OBJECTIVE:
Transcribe the data below verbatim, line by line.

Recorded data
----

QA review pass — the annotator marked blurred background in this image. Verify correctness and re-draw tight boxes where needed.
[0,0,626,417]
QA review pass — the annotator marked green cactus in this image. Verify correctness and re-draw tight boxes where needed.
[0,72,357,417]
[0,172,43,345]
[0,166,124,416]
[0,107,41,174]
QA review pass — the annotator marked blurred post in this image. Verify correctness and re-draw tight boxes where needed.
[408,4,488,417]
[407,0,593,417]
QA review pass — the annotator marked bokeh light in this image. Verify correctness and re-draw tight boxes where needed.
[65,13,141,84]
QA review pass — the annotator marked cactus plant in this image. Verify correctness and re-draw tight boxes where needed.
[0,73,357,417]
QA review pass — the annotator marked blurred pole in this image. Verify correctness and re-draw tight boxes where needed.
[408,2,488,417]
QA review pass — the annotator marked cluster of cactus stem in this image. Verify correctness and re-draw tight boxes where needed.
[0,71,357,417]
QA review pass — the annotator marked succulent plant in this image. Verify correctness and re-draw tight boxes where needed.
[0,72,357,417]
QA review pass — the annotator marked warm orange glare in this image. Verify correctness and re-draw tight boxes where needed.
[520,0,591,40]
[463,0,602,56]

----

TASK RESPONSE:
QA review pass — the annotator marked blurred background in this image. Verify correctness and re-draw tight boxes where needed.
[0,0,626,417]
QA review pass — the annotator marked green cactus in this image. Verify correctness and re-draw tight boxes where needed.
[0,72,357,417]
[0,172,43,345]
[0,166,124,416]
[0,107,41,174]
QA review pass — the annotator marked blurred post in this image. Verify correctness and re-draw tight boxes where needed.
[408,4,488,417]
[407,0,593,417]
QA review pass — the annotator marked bokeh light in this image. Verify correctness and re-draw tight boxes where needed.
[65,13,141,84]
QA review pass — the annotator marked cactus plant in this image. Verify correctness and re-draw tight boxes where needed.
[0,73,357,417]
QA review pass — the annotator marked blurred pole in this image. Verify correctness and re-draw tight boxes where needed.
[408,2,488,417]
QA review pass — the annotator marked cluster of cactus stem in this image. Verify correctness and re-draw tight boxes where needed.
[0,71,357,417]
QA review pass — the annotator marked succulent plant in this image. Verify correctness and re-draw tight boxes where needed.
[0,72,357,417]
QA review pass — the annotator marked warm orange glare in this image. Verify correctness and re-draw tight boxes where needed.
[520,0,591,40]
[463,0,602,56]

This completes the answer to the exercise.